■ 指示 1 ■
GM蚊の放出実験に関する記事から、算用数字を含む日付・数量の表現をすべて書き出してください。
■ 指示 2 ■
GM蚊の放出実験に関する記事を、最後の文の後から書き継いでください。

■ ページ抜粋 ■
2010年12月21日に、遺伝子改造されたネッタイシマカがマレーシアで放される実験が施行され、1月5日に成功裏に完了したとマレーシア政府が発表した(AFP)。ネッタイシマカは、医療処置無しでは死亡の恐れもあるデング熱の媒介者として知られ、マレーシアでは昨年も134人が死亡している(POPSCI)。
放された6,000匹のGM蚊は全てが雄で、その子孫はすぐに死亡するようになっている。つまり、繁殖能力に問題があるダメ夫で、雌と交配しても蚊の勢力を減退させてしまう。このダメ夫が、どの程度やぶ蚊を減少させられるかは分かっていないが、もし生息数を削減できたり、撲滅できれば、熱帯地域の公衆衛生に大きな改善となる。ただし、環境保護団体は野生化したGM蚊が環境に与える影響を危惧・反対しており、今回のマレーシア政府の実験強行を非難している。

■ 提供リスト ■
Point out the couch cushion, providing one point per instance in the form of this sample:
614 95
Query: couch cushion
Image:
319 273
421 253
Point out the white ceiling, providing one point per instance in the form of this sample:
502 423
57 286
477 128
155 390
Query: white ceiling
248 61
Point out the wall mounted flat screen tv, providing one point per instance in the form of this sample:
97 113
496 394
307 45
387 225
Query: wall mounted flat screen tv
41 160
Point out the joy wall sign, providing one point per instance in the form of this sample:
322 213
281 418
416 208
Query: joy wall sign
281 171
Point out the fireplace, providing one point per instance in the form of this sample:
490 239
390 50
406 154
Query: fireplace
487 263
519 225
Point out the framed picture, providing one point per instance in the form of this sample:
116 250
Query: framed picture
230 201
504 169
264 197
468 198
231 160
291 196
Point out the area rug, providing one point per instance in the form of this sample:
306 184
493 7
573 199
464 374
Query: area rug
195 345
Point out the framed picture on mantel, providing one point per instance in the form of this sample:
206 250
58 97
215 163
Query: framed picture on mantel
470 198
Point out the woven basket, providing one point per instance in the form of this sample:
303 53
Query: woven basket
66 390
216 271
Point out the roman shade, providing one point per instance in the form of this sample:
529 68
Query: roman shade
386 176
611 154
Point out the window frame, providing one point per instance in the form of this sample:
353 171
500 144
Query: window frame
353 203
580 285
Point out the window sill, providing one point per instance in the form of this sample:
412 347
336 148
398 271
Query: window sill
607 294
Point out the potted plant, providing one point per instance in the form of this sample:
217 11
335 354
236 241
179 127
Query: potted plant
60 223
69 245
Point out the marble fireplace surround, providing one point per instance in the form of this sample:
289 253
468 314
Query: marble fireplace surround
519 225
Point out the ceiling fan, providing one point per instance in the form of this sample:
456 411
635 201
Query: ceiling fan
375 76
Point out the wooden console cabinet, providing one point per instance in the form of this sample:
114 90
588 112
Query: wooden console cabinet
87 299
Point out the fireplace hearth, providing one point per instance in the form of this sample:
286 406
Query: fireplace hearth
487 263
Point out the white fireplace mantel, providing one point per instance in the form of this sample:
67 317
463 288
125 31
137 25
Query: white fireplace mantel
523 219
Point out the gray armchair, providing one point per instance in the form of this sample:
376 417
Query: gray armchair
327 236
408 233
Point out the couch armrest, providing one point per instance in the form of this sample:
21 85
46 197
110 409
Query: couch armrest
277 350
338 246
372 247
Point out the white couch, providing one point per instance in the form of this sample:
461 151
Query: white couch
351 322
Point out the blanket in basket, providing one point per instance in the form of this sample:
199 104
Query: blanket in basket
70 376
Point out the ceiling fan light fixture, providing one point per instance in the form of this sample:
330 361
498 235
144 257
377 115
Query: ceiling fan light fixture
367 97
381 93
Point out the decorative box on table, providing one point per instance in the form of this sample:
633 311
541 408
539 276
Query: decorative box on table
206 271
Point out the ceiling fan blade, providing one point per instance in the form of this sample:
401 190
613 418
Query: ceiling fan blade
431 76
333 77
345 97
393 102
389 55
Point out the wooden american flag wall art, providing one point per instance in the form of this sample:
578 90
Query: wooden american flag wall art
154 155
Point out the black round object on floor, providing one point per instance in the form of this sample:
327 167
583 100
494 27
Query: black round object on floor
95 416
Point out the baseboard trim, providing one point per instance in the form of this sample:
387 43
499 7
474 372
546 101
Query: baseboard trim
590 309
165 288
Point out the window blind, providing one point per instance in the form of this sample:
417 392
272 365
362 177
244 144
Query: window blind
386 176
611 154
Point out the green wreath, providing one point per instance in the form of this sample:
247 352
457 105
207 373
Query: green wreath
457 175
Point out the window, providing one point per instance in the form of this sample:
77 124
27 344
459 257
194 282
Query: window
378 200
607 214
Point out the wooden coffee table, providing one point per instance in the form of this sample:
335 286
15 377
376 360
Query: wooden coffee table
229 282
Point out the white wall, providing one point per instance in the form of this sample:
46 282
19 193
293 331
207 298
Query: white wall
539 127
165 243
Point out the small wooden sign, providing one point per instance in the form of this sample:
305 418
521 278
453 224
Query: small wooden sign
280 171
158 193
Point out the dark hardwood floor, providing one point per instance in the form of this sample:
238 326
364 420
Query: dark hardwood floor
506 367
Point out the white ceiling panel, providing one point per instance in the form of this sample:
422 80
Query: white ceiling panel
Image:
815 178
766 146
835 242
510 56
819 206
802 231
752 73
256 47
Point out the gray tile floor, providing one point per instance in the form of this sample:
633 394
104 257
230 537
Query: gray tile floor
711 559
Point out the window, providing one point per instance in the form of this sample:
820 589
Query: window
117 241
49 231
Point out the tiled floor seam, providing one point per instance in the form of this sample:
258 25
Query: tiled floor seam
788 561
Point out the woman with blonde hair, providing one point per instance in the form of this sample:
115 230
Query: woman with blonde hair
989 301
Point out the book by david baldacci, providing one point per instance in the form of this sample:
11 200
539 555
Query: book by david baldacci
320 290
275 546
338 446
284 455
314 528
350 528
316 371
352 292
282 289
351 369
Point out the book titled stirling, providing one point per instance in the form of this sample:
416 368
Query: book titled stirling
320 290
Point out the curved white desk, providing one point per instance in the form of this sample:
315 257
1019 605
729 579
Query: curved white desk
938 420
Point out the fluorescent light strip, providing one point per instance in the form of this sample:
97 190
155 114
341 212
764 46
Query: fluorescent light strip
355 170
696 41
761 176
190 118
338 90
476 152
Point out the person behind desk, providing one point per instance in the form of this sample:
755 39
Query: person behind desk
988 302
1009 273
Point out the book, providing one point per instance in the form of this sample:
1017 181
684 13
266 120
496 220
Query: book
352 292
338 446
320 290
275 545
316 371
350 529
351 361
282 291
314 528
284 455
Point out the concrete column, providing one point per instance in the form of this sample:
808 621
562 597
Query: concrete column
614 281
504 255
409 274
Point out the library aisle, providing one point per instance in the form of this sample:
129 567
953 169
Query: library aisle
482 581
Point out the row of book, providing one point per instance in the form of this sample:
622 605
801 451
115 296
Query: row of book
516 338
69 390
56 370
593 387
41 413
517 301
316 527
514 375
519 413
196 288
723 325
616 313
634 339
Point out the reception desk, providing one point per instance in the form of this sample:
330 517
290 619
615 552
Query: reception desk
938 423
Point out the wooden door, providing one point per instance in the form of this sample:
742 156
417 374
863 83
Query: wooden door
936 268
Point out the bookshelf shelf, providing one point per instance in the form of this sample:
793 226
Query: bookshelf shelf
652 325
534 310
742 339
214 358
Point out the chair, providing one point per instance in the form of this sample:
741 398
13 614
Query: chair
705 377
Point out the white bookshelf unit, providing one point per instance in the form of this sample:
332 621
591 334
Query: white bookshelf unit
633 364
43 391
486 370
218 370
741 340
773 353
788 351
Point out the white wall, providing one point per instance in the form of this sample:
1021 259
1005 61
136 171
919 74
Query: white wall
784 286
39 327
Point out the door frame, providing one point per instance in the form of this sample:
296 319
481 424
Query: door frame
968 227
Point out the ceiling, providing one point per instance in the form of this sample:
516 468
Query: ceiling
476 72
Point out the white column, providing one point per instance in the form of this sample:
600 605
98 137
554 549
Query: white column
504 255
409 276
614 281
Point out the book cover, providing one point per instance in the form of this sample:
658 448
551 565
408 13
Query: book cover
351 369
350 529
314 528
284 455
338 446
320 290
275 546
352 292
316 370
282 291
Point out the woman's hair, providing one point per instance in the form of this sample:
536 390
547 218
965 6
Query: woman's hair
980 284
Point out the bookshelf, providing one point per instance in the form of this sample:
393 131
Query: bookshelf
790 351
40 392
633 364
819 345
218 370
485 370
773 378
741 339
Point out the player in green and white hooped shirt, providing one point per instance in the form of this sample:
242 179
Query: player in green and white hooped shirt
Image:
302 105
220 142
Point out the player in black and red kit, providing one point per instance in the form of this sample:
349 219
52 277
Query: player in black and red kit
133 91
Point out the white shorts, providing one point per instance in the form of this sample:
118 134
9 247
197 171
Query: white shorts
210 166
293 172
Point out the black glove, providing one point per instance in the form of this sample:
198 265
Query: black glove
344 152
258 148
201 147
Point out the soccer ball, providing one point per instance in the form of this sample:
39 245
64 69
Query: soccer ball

■ 解答欄 1 ■
- 2010年12月21日
- 1月5日
- 134人
- 6,000匹

■ 解答欄 2 ■
日本では戦後、土着マラリアを媒介するハマダラカの繁殖地である溝や水たまりを減らすことで、マラリア原虫を絶滅する事に成功した。マレーシア政府が狙っているのは、ネッタイシマカやヒトスジシマカを絶滅することでデングウイルスを撲滅する事だと思うが、子孫を残さないダメ夫が蚊の社会で優勢になる事は無いので、聞いている限りは効果が薄いように感じる。実験が成功したという事なので、ダメ夫が嫁を見つけられたことは確認したのだと思うが、簡単にはネッタイシマカを減らすことは難しいだろう。